**Required work**
All of the data, from the first line to the last, should be reproduced without alteration.

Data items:
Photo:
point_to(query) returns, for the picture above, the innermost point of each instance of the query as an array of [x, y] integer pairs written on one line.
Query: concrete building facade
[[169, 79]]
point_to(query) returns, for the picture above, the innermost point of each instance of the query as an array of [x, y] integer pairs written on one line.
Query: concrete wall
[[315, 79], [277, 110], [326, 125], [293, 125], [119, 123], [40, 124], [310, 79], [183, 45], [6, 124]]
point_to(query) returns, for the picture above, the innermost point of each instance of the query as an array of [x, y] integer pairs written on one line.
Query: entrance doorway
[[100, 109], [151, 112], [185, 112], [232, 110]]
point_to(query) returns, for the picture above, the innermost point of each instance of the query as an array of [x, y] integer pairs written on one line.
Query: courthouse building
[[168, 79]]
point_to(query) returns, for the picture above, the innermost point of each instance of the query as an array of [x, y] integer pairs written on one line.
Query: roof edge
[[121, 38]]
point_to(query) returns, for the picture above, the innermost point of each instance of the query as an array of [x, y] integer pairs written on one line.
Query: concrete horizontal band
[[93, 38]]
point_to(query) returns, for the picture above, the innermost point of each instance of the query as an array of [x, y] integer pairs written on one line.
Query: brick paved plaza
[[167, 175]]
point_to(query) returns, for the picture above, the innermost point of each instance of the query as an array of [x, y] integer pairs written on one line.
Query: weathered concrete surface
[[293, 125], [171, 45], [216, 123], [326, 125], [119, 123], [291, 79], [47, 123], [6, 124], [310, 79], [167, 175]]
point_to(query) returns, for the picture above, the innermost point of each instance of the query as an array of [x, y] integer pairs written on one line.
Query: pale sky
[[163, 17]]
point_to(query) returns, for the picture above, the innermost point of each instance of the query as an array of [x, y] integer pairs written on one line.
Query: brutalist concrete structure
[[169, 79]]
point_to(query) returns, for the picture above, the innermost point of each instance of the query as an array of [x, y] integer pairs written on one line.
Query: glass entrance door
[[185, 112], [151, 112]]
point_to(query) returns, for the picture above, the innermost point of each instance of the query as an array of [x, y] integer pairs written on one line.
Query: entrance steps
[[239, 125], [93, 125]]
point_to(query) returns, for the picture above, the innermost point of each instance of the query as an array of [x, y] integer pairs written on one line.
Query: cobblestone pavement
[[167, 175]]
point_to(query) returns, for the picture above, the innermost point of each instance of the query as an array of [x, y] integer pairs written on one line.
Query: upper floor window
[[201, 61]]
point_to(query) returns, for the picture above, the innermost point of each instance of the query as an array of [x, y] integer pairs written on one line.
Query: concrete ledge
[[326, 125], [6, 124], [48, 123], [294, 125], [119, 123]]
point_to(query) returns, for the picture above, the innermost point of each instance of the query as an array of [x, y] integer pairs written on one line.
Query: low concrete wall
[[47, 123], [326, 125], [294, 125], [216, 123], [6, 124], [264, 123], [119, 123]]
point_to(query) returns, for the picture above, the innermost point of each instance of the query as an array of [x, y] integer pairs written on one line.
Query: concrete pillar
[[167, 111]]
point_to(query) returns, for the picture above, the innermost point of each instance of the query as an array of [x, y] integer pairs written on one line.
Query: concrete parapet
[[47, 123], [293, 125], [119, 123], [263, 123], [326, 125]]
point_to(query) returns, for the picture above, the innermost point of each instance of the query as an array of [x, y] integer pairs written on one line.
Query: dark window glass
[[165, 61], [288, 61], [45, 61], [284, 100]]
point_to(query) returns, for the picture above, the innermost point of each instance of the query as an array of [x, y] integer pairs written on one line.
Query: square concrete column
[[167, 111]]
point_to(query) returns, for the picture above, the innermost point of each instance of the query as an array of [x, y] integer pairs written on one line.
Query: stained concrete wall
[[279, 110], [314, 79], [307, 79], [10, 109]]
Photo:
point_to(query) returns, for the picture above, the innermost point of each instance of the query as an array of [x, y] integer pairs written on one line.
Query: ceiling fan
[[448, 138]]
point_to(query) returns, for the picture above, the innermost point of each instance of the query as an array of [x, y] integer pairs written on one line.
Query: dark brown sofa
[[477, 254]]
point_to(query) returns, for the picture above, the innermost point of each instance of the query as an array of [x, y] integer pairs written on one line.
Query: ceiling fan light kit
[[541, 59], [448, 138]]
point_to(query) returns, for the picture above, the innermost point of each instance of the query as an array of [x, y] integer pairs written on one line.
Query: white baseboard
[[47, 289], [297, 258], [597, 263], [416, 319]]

**Task result**
Photo:
point_to(query) returns, for the picture above, the innermost point of each instance of the query as an array of [x, y] integer pairs written on one line.
Query: concrete building facade
[[169, 79]]
point_to(query) returns, for the picture above, the innermost point of each instance of the query as an array of [x, y] integer pairs written on one line.
Query: concrete wall
[[315, 79], [277, 110], [326, 125], [293, 125], [119, 123], [40, 124], [310, 79], [183, 45], [6, 124]]
point_to(query) returns, for the picture above, the innermost point of each instance of the query as an array of [x, y] integer pairs written on one line.
Query: entrance doorway
[[100, 109], [151, 112], [185, 112], [232, 110]]
point_to(query) returns, for the picture above, the innermost point of each instance of the query as an array of [x, y] integer pairs written on one line.
Query: courthouse building
[[168, 79]]
point_to(query) returns, for the picture above, the innermost point of each instance of the query as an array of [x, y] integer pairs written on one line.
Query: roof edge
[[121, 38]]
point_to(query) returns, for the picture above, the innermost point of each instance of the query as an array of [x, y] integer pairs written on one line.
Query: concrete horizontal band
[[93, 38]]
point_to(query) returns, for the picture above, the innermost point of each instance of the query as an array of [x, y] integer pairs written on one line.
Query: brick paved plaza
[[167, 175]]
point_to(query) returns, for the picture above, the innermost point of each instance of the query as an array of [x, y] integer pairs written on one line.
Query: weathered concrete surface
[[293, 125], [171, 45], [216, 123], [326, 125], [119, 123], [291, 79], [47, 123], [6, 124], [310, 79], [167, 175]]
point_to(query) returns, for the picture above, the innermost point of each instance of the query as an array of [x, y] integer pairs written on one line.
Query: pale sky
[[163, 17]]
point_to(query) returns, for the picture above, the innermost point of each instance of the query as an array of [x, y] integer pairs written on one line.
Query: brutalist concrete structure
[[169, 79]]
point_to(query) returns, for the picture above, the innermost point of each instance of the query as an array of [x, y] integer pairs written on one line.
Query: glass entrance door
[[185, 112], [151, 112]]
point_to(query) returns, for the picture above, the innermost point of each instance of the query as an array of [x, y] integer pairs written on one line.
Query: entrance steps
[[239, 125], [93, 125]]
point_to(query) returns, for the picture above, the innermost point of each instance of the query as an array of [x, y] integer pairs written on one line.
Query: cobblestone pavement
[[167, 175]]
point_to(query) returns, for the picture above, the innermost point of each instance of the query as an array of [x, y] integer pairs written on one line.
Query: upper floor window
[[201, 61]]
point_to(query) returns, for the picture above, the innermost point of each instance of the query as an array of [x, y] integer pairs written on one line.
Query: concrete ledge
[[326, 125], [6, 124], [48, 123], [294, 125], [119, 123]]
point_to(query) returns, for the picture above, the innermost point of each instance of the query as an array of [x, y] integer pairs written on one line.
Query: low concrete wall
[[47, 123], [326, 125], [294, 125], [216, 123], [6, 124], [264, 123], [119, 123]]
point_to(query) returns, for the picture above, the innermost point of each instance of the query as an array of [x, y] integer pairs written on one line.
Query: concrete pillar
[[167, 111]]
point_to(query) returns, for the picture above, the innermost point of each instance of the query as an array of [x, y] integer pairs written on one line.
Query: concrete parapet
[[47, 123], [293, 125], [119, 123], [263, 123], [326, 125]]
point_to(query) returns, for the picture above, the innermost point of each instance of the query as an array of [x, y] integer pairs written on one line.
Query: dark window glass
[[165, 61], [288, 61], [45, 61], [284, 100]]
point_to(query) returns, for the picture above, the innermost point of each instance of the query as an array of [x, y] integer pairs written on one line.
Query: square concrete column
[[167, 111]]
point_to(query) returns, for the picture above, the innermost point of each instance of the query as an array of [x, y] integer pairs written on one line.
Query: stained concrete wall
[[279, 110], [314, 79], [307, 79], [10, 109]]
Photo:
point_to(query) returns, for the picture above, the innermost point of each instance of the query as an array of [x, y] integer pairs written on one line.
Query: ceiling fan
[[448, 138]]
point_to(query) returns, for the picture above, the innermost point of each instance of the query as an array of [x, y] integer pairs written on one line.
Query: dark brown sofa
[[477, 254]]
point_to(query) returns, for the picture above, the innermost point of each instance of the query as an array of [x, y] integer pairs written on one line.
Query: ceiling fan light kit
[[541, 59], [448, 138]]
point_to(query) returns, for the picture above, the innermost point of each instance of the query as an array of [x, y] integer pairs written on one line.
Query: white baseboard
[[47, 289], [297, 258], [597, 263], [416, 319]]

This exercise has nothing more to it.